O que fazer:
1. Passe para o inglês a seguinte frase do texto sobre Candin: “Neste período importamos também muita mão de obra.”
2. No texto sobre Candin, que negócio João da Coca abriu por lá?

Documento de origem:
-.-.-

Ali pelos meados de 1979 quase toda semana chegava gente nova aqui em “Candin”. Era gente botando padaria, outros, mercearia, uma loja pra outro mais e a maioria colocava mesmo era boteco. Já disse aqui que nunca vi lugarejo pra ter boteco como esse aqui. “Candin” surgiu do nada, geralmente os lugares são respaldados por uma ou outra família influente, aqui não. O povo foi passando, olhando, gostando e foi ficando… Logo, olha Nova Conquista virando cidade. Nos anos 1960 a seca que dizimou o nordeste brasileiro provocou um êxodo enorme, e por tabela, acabou turbinando este torrão. Neste período, praticamente todos os dias chegavam por aqui uma legião de cearenses, sergipanos, alagoanos e… pernambucanos. Claro que dentre esta leva vinha muita gente ruim, porém, a maioria era formada por pessoas honestas, trabalhadoras e sofridas… Me lembro de João da Coca (que nem pernambucano era) que abriu um depósito de bebidas por aqui. O cara tinha uma alegria contagiante, pai de família, extrovertido, trabalhador, porém, cortava uma água lascada. Logo, se cercou de “bons amigos” e em menos de um ano ficou mais quebrado que arroz maranhão. Aqui é um lugar que tem “amigos” pra todo tipo de gente. Neste período importamos também muita mão de obra. Gente que chegava para trabalhar nas agências bancárias, nos colégios, na Coelba – taí Ourinho que não me deixa mentir – e, principalmente, no comércio local.
Foi exatamente nesta época que Joãozinho deu por aqui, um prendado aprendiz de carteiro. O moço era um caboclinho de estatura mediana, cabelinho bem penteado, meio fortinho, é verdade, fala mansa, trabalhador feito o diabo e extremamente educado. Apesar de pouco comunicativo, logo caiu no agrado da população – e em especial, da mulherada. Joãozinho chegou junto com Berg, o agente postal que se apaixonou incondicionalmente por este torrão. Boa pinta, Joãozinho apesar de bastante assediado, evitava um contato mais íntimo com as Cândido-Salenses porque estava prestes a se matrimoniar com uma conquistense lindíssima que o fizera abdicar de mala e cuia dos prazeres carnais e ficar com os quatro pneus arriados. Assim, para fugir dos assédios, o caboclo dava nó até na sua sombra, evitando-se assim todo tipo de problema.

-.-.-

Registros de origem:
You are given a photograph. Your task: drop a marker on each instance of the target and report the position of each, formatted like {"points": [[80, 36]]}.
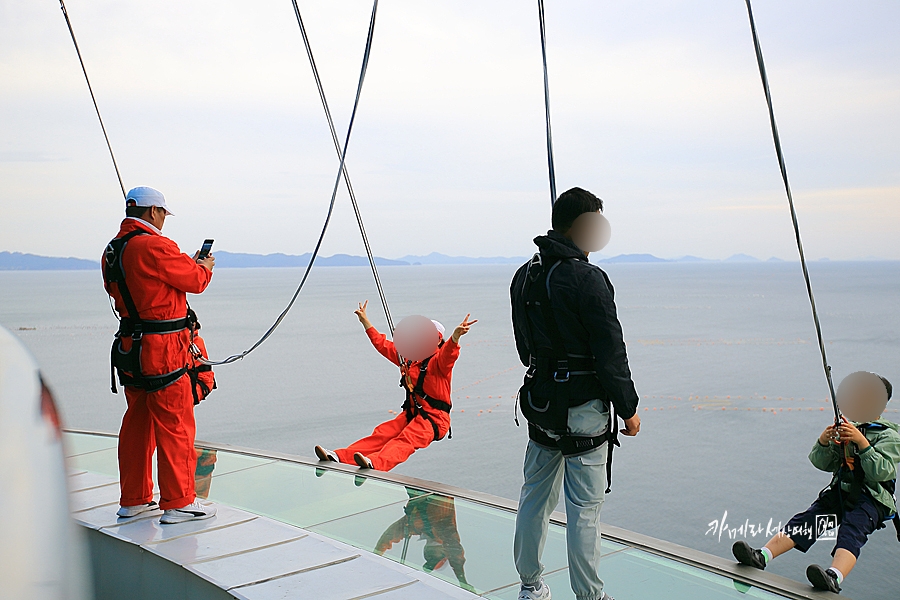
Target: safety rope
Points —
{"points": [[337, 184], [342, 153], [787, 187], [547, 104], [337, 148], [62, 7]]}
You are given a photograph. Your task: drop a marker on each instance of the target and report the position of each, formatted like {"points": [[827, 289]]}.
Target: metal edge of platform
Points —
{"points": [[682, 554]]}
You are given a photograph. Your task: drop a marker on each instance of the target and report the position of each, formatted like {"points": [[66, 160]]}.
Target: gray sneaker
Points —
{"points": [[192, 512], [363, 461], [324, 454], [528, 592], [126, 512], [748, 556], [822, 579]]}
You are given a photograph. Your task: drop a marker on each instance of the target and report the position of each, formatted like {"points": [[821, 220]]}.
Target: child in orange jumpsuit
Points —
{"points": [[426, 414]]}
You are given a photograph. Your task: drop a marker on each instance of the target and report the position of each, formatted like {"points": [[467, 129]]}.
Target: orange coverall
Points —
{"points": [[158, 276], [394, 441]]}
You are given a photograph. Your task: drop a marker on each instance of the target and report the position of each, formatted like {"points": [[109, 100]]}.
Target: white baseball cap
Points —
{"points": [[144, 196], [439, 327]]}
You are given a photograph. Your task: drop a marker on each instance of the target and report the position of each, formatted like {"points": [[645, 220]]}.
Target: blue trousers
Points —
{"points": [[584, 478], [855, 523]]}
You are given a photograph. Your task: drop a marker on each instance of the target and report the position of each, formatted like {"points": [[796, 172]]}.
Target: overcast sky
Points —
{"points": [[657, 108]]}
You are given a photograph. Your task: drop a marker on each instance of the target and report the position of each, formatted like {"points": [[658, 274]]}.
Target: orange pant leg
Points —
{"points": [[417, 434], [136, 446], [172, 410], [383, 434]]}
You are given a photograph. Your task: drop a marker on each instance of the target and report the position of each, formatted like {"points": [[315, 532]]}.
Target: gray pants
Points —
{"points": [[585, 483]]}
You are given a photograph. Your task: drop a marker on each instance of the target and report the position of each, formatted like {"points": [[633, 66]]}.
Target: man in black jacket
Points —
{"points": [[568, 335]]}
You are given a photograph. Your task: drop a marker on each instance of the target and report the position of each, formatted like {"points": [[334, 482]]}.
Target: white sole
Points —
{"points": [[174, 519], [135, 511]]}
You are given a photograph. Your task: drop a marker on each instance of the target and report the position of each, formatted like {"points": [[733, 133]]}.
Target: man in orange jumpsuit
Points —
{"points": [[426, 415], [146, 273]]}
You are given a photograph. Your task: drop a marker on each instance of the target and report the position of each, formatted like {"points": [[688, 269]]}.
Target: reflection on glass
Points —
{"points": [[206, 463], [432, 518]]}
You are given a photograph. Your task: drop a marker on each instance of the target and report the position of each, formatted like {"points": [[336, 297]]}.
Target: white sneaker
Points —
{"points": [[363, 461], [192, 512], [126, 512], [527, 592], [324, 454]]}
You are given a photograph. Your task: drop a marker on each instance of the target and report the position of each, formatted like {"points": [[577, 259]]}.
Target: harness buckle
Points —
{"points": [[561, 366], [532, 368]]}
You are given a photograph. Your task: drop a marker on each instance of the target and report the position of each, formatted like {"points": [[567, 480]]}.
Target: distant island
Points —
{"points": [[18, 261]]}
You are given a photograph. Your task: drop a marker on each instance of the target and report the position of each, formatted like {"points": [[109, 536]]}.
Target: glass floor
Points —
{"points": [[461, 541]]}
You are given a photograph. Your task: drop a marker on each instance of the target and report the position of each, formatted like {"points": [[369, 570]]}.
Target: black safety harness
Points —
{"points": [[128, 364], [412, 406], [194, 373], [856, 478], [545, 396]]}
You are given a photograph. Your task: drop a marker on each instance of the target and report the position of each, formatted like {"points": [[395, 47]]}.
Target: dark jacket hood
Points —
{"points": [[556, 245]]}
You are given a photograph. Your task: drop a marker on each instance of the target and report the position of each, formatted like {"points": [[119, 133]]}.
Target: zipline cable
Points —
{"points": [[337, 147], [337, 183], [547, 104], [62, 7], [787, 187]]}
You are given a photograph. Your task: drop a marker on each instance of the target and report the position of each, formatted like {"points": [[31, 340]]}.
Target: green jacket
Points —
{"points": [[878, 461]]}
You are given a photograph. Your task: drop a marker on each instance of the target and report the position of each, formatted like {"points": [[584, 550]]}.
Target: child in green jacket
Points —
{"points": [[861, 493]]}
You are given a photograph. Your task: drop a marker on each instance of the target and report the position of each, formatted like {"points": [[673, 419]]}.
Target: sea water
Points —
{"points": [[724, 358]]}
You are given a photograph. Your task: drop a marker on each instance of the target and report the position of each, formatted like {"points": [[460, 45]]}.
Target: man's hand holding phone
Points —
{"points": [[203, 257]]}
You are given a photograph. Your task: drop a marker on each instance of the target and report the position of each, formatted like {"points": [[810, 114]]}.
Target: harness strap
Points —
{"points": [[135, 327], [412, 407], [562, 366], [152, 383], [130, 326], [575, 445]]}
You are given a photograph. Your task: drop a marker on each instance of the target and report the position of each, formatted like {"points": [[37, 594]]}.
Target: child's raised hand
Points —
{"points": [[463, 328], [829, 435], [849, 433], [361, 314]]}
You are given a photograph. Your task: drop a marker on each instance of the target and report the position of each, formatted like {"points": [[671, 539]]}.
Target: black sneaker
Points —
{"points": [[748, 556], [324, 454], [822, 579]]}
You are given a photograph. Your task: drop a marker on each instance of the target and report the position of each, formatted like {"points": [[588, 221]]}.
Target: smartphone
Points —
{"points": [[204, 251]]}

-.-.-

Respostas por tarefa:
1. During this period, we also imported a great deal of labor.

2. Um depósito de bebidas.